*** Opening of Information shown ***
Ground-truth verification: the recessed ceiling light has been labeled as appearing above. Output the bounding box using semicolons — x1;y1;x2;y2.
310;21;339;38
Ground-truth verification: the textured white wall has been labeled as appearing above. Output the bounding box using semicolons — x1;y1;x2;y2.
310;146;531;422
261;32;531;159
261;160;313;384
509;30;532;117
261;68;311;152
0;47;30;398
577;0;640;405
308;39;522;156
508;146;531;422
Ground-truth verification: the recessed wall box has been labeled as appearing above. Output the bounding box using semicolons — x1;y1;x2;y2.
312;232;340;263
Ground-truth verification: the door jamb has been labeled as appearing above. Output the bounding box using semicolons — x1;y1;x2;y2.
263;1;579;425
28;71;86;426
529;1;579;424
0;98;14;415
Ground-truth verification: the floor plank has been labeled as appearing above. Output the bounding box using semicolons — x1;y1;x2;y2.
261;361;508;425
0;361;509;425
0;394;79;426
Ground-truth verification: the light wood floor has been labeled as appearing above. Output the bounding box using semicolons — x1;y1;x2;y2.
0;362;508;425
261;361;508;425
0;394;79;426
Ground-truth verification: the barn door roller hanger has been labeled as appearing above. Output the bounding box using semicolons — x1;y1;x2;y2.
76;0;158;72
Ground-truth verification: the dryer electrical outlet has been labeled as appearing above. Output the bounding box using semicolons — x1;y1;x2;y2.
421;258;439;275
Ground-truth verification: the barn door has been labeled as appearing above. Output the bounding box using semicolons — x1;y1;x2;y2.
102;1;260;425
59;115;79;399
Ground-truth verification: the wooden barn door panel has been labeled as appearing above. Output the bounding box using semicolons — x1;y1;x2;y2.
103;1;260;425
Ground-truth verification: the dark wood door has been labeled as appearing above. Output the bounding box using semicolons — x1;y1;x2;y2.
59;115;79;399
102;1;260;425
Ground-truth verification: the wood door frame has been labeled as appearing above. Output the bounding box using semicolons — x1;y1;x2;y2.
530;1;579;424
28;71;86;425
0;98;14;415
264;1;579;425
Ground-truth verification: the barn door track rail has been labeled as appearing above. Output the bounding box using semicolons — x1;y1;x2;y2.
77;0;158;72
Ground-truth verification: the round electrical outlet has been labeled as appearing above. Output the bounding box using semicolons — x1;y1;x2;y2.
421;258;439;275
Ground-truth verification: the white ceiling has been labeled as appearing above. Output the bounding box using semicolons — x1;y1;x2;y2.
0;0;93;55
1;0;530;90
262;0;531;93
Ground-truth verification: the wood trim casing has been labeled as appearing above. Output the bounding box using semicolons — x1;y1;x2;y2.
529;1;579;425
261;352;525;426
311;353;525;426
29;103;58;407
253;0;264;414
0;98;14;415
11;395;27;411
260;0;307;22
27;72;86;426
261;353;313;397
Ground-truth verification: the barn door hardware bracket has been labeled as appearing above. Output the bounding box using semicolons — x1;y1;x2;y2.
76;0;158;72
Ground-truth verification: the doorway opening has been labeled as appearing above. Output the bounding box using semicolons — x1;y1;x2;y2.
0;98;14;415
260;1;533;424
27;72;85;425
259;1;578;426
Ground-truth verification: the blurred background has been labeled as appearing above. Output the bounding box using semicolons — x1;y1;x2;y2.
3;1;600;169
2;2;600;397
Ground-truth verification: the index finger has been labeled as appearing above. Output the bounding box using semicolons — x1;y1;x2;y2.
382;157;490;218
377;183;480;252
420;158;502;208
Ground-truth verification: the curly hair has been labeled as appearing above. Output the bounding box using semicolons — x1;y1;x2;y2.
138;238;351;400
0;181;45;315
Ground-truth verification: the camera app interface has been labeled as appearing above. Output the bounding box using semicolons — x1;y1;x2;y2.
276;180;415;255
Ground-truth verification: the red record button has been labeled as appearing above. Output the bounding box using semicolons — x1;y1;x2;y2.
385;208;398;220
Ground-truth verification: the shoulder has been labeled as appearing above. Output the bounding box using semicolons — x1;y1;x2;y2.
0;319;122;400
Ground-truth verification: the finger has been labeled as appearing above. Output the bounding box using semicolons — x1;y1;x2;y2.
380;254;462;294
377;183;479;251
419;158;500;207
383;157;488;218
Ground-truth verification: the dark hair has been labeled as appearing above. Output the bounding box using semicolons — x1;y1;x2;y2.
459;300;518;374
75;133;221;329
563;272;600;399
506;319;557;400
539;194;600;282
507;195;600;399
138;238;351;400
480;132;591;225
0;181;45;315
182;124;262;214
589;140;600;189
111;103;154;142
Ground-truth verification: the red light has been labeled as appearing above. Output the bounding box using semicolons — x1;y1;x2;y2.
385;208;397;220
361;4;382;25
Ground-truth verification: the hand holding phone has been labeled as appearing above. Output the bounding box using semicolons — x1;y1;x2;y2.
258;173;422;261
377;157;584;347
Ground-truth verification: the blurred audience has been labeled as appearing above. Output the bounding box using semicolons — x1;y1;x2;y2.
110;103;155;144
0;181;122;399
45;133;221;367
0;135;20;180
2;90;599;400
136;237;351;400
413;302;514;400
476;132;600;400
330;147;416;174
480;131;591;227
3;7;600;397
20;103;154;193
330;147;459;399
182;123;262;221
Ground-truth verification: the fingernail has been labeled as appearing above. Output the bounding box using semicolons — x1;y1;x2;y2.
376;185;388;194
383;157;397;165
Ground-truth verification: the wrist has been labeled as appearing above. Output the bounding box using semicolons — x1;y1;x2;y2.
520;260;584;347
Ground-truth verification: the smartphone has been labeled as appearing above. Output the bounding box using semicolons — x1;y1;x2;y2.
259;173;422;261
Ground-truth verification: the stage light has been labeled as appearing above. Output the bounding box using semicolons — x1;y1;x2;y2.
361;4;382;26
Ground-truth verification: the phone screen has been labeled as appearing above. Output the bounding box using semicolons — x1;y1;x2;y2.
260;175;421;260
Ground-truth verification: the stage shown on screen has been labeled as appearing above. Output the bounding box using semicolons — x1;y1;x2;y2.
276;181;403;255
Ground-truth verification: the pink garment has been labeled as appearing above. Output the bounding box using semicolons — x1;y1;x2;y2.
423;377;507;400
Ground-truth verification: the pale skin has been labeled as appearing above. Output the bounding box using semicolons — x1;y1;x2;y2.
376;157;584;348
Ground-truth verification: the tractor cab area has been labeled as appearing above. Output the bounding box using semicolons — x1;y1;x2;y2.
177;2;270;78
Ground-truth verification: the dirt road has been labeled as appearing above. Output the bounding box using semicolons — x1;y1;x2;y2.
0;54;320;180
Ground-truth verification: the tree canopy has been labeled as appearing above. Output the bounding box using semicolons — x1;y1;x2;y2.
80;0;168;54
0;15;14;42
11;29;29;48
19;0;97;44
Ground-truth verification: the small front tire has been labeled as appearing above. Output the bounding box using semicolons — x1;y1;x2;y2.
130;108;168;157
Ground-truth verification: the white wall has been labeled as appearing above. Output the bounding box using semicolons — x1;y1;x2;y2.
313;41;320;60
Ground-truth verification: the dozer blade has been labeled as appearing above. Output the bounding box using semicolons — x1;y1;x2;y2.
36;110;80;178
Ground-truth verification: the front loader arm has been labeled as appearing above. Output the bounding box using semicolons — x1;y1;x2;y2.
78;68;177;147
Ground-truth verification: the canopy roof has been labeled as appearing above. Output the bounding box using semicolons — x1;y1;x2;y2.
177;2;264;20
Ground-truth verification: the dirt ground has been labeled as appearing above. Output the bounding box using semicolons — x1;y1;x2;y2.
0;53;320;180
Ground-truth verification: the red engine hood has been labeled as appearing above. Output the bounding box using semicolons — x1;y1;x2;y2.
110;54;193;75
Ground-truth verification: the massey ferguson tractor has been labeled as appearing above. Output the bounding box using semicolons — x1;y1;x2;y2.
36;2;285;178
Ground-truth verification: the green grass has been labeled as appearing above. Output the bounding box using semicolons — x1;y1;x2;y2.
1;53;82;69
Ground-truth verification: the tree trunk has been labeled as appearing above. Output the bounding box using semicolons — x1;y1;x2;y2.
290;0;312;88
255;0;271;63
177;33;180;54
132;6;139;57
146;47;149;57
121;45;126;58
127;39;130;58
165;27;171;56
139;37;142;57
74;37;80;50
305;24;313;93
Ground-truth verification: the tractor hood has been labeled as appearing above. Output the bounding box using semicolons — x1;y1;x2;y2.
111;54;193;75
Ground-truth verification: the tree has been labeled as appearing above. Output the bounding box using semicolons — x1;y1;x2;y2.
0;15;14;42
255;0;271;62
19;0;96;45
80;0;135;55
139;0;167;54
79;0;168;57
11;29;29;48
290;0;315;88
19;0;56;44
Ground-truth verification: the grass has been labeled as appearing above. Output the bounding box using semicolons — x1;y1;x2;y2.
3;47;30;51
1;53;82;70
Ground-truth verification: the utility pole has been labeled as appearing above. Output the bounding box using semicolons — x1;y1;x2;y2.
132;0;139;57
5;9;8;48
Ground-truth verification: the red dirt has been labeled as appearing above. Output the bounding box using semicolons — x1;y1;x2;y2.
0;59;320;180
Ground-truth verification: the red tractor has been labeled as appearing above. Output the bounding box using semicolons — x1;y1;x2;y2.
*** Close of Information shown ***
Exercise instructions → What should appear is an exact copy of the lines from the one with "Ground-truth verification: the red dirt" through the end of the entries above, ends included, and no other text.

Answer space →
Ground-truth verification: the red dirt has been labeled as appearing above. Output the bounding box using semicolons — x1;y1;x2;y2.
0;59;320;180
Ground-truth verification: the red tractor has been labeled as appearing above. Output the bounding box using semicolons — x1;y1;x2;y2.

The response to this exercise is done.